---------- Supplied records ----------

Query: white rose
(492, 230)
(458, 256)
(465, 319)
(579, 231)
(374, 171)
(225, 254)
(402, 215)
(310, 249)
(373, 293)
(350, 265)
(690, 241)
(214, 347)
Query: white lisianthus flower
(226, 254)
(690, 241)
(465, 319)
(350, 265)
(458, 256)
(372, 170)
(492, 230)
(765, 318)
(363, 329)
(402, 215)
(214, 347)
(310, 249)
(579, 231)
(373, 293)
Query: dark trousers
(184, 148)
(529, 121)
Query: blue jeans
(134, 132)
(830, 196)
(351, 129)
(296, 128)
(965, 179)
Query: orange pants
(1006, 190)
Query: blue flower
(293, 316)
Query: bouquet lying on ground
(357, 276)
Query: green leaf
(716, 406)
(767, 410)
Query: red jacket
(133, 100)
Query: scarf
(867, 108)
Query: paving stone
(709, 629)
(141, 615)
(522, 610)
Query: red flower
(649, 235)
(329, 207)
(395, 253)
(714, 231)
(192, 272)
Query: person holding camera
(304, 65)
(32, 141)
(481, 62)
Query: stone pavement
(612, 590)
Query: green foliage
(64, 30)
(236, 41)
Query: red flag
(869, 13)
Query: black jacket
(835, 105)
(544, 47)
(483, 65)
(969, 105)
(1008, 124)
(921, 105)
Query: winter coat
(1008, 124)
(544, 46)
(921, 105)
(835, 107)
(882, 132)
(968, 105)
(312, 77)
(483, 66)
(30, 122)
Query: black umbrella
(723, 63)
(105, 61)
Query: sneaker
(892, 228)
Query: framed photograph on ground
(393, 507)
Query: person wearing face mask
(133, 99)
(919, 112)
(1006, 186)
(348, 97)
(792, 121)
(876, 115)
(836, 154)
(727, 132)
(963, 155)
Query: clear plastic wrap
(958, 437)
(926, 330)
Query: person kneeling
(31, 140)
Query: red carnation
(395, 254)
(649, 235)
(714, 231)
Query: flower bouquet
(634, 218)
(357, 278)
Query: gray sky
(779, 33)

----------

■ Stated goal ■
Repeat the entries above exactly, leaving nothing out.

■ Solution for this problem ■
Query: white rose
(492, 230)
(458, 256)
(465, 319)
(579, 231)
(374, 171)
(225, 254)
(402, 215)
(310, 249)
(373, 293)
(350, 265)
(690, 241)
(214, 347)
Query: white lisianthus flower
(226, 254)
(690, 241)
(465, 319)
(350, 265)
(458, 256)
(372, 170)
(492, 230)
(765, 318)
(363, 329)
(402, 215)
(214, 347)
(310, 249)
(579, 231)
(373, 293)
Query: dark trousers
(184, 148)
(529, 121)
Query: blue jeans
(134, 132)
(830, 196)
(351, 129)
(296, 128)
(965, 179)
Query: orange pants
(1006, 190)
Query: blue flower
(293, 316)
Query: bouquet lying on ground
(357, 276)
Query: green leaf
(716, 406)
(767, 410)
Query: red jacket
(133, 100)
Query: scarf
(867, 108)
Query: paving stone
(709, 629)
(141, 615)
(522, 610)
Query: red flower
(649, 235)
(329, 207)
(395, 253)
(714, 231)
(192, 272)
Query: person holding camera
(304, 65)
(32, 141)
(481, 62)
Query: stone pavement
(612, 590)
Query: green foliage
(64, 30)
(236, 41)
Query: red flag
(869, 13)
Query: black jacket
(835, 105)
(544, 47)
(483, 65)
(969, 105)
(1008, 124)
(921, 105)
Query: winter coat
(1008, 124)
(544, 46)
(921, 105)
(835, 107)
(882, 132)
(968, 105)
(312, 77)
(483, 66)
(30, 122)
Query: black umbrella
(723, 63)
(105, 61)
Query: sneaker
(892, 228)
Query: framed photograph on ground
(393, 507)
Query: person wearing face mask
(133, 99)
(919, 112)
(1006, 186)
(348, 97)
(792, 121)
(876, 115)
(836, 154)
(727, 132)
(963, 155)
Query: clear plastic wrap
(958, 437)
(926, 330)
Query: person kneeling
(31, 140)
Query: red carnation
(395, 254)
(649, 235)
(714, 231)
Query: flower bouquet
(634, 218)
(357, 278)
Query: gray sky
(779, 33)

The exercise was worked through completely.